§ HOW TO COMPLETE THIS TASK
Retype, character for character, the line containing "Where in the photo below can the woman's" along with each line after it through the end of the data, and only those.

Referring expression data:
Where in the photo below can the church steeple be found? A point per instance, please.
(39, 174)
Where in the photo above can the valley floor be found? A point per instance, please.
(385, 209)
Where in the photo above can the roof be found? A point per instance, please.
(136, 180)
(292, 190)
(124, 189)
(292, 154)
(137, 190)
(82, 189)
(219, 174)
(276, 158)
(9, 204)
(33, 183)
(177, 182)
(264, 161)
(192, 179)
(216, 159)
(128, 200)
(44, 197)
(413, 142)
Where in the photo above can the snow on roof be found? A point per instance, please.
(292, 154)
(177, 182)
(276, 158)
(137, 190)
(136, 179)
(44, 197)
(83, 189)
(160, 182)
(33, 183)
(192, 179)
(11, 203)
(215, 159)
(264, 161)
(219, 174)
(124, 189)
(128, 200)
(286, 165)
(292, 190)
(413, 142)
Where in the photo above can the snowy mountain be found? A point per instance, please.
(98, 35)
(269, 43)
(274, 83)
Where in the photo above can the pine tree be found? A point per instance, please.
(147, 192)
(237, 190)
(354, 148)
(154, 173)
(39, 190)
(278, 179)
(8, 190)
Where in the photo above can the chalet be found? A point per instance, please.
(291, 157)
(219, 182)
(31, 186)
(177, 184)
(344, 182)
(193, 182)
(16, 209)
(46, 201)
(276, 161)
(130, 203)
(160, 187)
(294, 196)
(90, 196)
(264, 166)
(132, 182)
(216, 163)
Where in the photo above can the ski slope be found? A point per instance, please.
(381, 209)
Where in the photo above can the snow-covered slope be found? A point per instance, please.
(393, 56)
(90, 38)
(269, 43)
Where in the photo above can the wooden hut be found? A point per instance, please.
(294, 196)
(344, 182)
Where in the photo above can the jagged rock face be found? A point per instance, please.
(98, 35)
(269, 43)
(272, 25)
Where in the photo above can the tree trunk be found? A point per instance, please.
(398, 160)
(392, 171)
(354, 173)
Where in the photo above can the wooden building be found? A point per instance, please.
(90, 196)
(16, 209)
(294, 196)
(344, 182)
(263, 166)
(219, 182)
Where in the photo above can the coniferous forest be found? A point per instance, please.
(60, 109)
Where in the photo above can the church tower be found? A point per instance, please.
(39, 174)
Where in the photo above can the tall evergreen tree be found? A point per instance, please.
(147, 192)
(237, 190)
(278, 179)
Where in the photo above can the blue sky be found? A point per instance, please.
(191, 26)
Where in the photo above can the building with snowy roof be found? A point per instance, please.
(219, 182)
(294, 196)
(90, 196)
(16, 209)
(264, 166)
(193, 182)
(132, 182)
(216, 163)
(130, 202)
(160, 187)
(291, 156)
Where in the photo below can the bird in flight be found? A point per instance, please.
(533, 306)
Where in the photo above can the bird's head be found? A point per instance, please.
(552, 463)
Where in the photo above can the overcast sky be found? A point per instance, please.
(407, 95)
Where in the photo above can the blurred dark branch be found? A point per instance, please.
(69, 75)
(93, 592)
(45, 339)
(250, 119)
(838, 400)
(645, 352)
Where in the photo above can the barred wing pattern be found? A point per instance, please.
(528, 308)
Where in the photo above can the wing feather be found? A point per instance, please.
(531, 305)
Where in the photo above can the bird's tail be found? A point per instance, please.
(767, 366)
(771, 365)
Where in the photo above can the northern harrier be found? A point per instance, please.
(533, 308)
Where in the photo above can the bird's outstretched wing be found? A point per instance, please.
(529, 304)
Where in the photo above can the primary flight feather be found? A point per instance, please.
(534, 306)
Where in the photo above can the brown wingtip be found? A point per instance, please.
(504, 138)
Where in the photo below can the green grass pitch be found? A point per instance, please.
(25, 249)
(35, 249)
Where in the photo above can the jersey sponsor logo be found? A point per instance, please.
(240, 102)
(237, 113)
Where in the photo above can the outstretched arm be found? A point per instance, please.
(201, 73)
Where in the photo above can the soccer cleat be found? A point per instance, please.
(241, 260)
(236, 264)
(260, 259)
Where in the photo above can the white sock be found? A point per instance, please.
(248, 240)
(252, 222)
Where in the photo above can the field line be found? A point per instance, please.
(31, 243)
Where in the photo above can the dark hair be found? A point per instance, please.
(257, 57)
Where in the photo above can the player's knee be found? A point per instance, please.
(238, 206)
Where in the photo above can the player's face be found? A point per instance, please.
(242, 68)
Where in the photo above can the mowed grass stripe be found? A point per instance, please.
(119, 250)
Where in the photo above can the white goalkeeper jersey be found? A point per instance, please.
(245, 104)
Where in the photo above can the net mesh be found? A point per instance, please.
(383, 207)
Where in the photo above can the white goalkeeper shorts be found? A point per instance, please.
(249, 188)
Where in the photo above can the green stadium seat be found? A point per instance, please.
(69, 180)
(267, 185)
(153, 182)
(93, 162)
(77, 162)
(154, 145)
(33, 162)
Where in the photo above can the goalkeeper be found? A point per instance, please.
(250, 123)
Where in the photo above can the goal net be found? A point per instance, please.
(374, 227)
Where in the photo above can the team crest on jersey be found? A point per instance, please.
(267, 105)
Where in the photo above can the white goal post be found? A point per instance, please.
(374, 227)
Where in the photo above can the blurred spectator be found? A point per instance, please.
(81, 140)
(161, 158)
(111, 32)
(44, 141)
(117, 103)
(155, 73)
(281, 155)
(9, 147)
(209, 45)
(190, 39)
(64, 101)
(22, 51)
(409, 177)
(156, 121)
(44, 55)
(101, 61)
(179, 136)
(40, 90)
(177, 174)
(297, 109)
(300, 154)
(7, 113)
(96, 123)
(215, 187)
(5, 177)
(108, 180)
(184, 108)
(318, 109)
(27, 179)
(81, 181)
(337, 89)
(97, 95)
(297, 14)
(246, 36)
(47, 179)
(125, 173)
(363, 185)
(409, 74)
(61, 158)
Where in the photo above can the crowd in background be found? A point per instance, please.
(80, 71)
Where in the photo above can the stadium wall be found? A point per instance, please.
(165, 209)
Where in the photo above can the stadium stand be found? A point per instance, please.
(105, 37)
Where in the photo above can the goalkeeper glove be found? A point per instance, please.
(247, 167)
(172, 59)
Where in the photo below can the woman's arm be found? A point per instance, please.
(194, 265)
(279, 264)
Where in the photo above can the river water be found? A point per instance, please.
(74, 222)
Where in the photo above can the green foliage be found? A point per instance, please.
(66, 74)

§ SOLUTION BELOW
Where in the photo below can the woman's arm be found? A point per instance, please.
(194, 265)
(279, 264)
Where in the photo above can the river water be found? A point per instance, please.
(74, 222)
Where in the photo above can the green foliage be found? A point per instance, please.
(66, 74)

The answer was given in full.